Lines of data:
· · · · · · ·
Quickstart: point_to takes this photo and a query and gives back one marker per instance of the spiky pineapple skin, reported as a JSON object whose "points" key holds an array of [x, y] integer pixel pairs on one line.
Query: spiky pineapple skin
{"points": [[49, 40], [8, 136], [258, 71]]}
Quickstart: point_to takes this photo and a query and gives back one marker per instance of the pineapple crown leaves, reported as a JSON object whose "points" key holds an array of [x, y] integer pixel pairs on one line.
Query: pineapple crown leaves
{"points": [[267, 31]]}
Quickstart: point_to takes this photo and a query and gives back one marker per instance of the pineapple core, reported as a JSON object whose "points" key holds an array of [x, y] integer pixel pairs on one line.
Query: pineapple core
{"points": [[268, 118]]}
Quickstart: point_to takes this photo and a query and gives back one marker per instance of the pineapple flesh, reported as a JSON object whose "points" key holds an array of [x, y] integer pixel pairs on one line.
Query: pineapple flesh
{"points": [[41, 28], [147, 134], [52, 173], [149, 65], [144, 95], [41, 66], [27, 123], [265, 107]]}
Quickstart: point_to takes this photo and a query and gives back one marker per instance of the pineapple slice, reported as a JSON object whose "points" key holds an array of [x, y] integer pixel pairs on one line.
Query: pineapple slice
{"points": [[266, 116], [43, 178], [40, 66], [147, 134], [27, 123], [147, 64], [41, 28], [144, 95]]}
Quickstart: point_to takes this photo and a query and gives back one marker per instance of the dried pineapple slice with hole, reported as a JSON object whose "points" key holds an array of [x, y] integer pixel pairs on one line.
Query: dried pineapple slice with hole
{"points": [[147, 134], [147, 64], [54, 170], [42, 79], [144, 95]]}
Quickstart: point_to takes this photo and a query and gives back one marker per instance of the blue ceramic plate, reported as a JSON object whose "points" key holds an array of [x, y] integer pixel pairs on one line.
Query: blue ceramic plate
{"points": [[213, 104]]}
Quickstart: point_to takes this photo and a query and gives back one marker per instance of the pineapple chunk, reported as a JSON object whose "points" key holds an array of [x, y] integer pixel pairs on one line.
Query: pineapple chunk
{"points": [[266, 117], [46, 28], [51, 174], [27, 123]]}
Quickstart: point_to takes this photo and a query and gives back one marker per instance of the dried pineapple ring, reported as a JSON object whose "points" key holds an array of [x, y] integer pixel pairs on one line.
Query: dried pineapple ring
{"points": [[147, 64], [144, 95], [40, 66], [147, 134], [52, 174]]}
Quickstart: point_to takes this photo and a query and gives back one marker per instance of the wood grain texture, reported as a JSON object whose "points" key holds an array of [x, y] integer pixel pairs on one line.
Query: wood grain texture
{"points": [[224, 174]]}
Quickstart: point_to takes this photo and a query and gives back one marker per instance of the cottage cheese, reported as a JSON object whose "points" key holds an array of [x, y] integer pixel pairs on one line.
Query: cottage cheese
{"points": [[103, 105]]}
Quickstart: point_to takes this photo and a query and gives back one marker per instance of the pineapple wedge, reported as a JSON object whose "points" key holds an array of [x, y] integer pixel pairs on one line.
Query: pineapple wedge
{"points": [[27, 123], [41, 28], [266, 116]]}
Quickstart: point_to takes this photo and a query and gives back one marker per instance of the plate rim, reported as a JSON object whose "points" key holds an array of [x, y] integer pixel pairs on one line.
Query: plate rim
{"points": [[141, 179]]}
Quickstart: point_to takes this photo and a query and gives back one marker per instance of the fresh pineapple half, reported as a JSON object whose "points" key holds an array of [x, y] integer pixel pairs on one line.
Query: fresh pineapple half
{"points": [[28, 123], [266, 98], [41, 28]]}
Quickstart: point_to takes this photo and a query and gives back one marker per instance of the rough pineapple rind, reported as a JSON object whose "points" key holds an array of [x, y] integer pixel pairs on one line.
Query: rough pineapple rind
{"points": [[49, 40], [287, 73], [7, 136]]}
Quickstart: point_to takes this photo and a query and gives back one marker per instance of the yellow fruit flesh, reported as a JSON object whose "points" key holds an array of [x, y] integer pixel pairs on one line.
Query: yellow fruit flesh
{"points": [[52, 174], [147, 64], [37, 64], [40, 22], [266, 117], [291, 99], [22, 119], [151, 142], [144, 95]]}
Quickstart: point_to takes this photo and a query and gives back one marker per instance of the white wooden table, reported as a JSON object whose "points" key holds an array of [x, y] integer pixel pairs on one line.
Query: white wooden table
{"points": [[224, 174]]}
· · · · · · ·
Stated exercise:
Restate the records, all of them, precisely as written.

Exercise response:
Quickstart: point_to takes this photo and a query and gives back one marker per instance of the spiky pineapple skin, reported as a JSON object whose "points" key holds an array of [x, y] integer pixel pairs on one line.
Query: spiky pineapple skin
{"points": [[49, 40], [8, 136], [258, 71]]}
Quickstart: point_to takes this photo and a query and gives back one marker per instance of the pineapple crown leaves, reported as a JSON object whose "points" key holds an array of [x, y] integer pixel pairs on one line.
Query: pineapple crown leaves
{"points": [[267, 31]]}
Quickstart: point_to takes this photo and a query and gives back one marker per instance of the pineapple core, reported as a JSON object whose "points" key holds an array of [x, y] integer pixel pairs on one line.
Query: pineapple core
{"points": [[268, 118]]}
Quickstart: point_to takes this photo and a query and gives back one marker per instance of the pineapple flesh, reported as a JSON object whose "points" key holds an array of [x, y] integer pixel pairs on one line.
Query: pineapple flesh
{"points": [[41, 28], [147, 134], [52, 173], [149, 65], [144, 95], [41, 66], [27, 123], [265, 107]]}
Quickstart: point_to takes this photo and a query and gives back one marker per instance of the pineapple slice, reported as a JSON object whose "points" key holds an array of [x, y] integer pixel pairs on one line.
Query: pineapple slice
{"points": [[266, 116], [43, 178], [40, 66], [147, 134], [27, 123], [147, 64], [41, 28], [144, 95]]}
Quickstart: point_to takes this photo and a query and gives back one marker per instance of the dried pineapple slice with hole, reported as a JSON object whose "points" key holds an array of [x, y] integer pixel pairs on one line.
Query: dried pineapple slice with hole
{"points": [[147, 134], [147, 64], [54, 170], [42, 79], [144, 95]]}
Quickstart: point_to takes this photo and a query and gives back one marker per instance of the blue ceramic plate, reported as a JSON object whose "points" key holds an array of [x, y] integer pixel pairs on one line.
Query: blue ceramic plate
{"points": [[213, 104]]}
Quickstart: point_to takes this photo and a query and gives back one marker per instance of the pineapple chunk, reported as a JSON object whose "points" key holds an array of [x, y] integer pixel pairs on one line.
Query: pineapple chunk
{"points": [[266, 117], [46, 28], [51, 174], [27, 123]]}
Quickstart: point_to takes this photo and a query and gives back one marker per instance of the dried pineapple ring, reported as a JSON object whose "points" key holds an array of [x, y] integer pixel pairs on one line.
Query: dried pineapple ring
{"points": [[147, 64], [144, 95], [40, 66], [147, 134], [52, 174]]}
Quickstart: point_to takes this photo and a query and gives back one marker per instance of the wood grain texture, reported as a JSON object whose "points" key holds an array of [x, y] integer pixel pairs on one line.
Query: wood grain texture
{"points": [[224, 174]]}
Quickstart: point_to takes this photo and a query and gives back one marker per instance of the cottage cheese, reported as a JSON object whose "points" key holds an array of [x, y] integer pixel pairs on one line.
Query: cottage cheese
{"points": [[103, 105]]}
Quickstart: point_to takes this photo and a query and gives back one marker per instance of the pineapple wedge, reported as a JSON object whose "points" key holds an array of [x, y] integer pixel pairs on one line.
Query: pineapple wedge
{"points": [[27, 123], [41, 28], [266, 116]]}
Quickstart: point_to takes this photo and a query and gives back one marker per instance of the plate rim, reported as a JSON object whose "points" key holds an array of [x, y] integer pixel pairs on one line.
Query: plate rim
{"points": [[141, 179]]}
Quickstart: point_to takes this photo and a query and gives back one marker per instance of the fresh pineapple half, reported as a JSON object whose "points" key holds an array of [x, y] integer pixel pairs on one line.
Query: fresh pineapple half
{"points": [[28, 123], [266, 98], [41, 28]]}
Quickstart: point_to takes this photo and a query and gives back one marker per instance of the rough pineapple rind, reported as a JSON object whose "points" key holds an array of [x, y] integer pixel pairs on one line.
Query: rough pineapple rind
{"points": [[49, 40], [287, 73], [7, 136]]}
Quickstart: point_to takes this photo and a query and gives back one marker per instance of the yellow fruit flesh, reported as a JSON object whose "points" key holds an array of [x, y] integer pixel pairs on one line.
Query: yellow fruit flesh
{"points": [[52, 174], [147, 64], [37, 64], [40, 22], [266, 117], [291, 99], [22, 119], [151, 142], [144, 95]]}
Quickstart: point_to takes this photo and a query and gives back one marker per instance of the white wooden table, reported as a JSON object whose "points" key holds an array of [x, y] integer pixel pairs on one line.
Query: white wooden table
{"points": [[224, 174]]}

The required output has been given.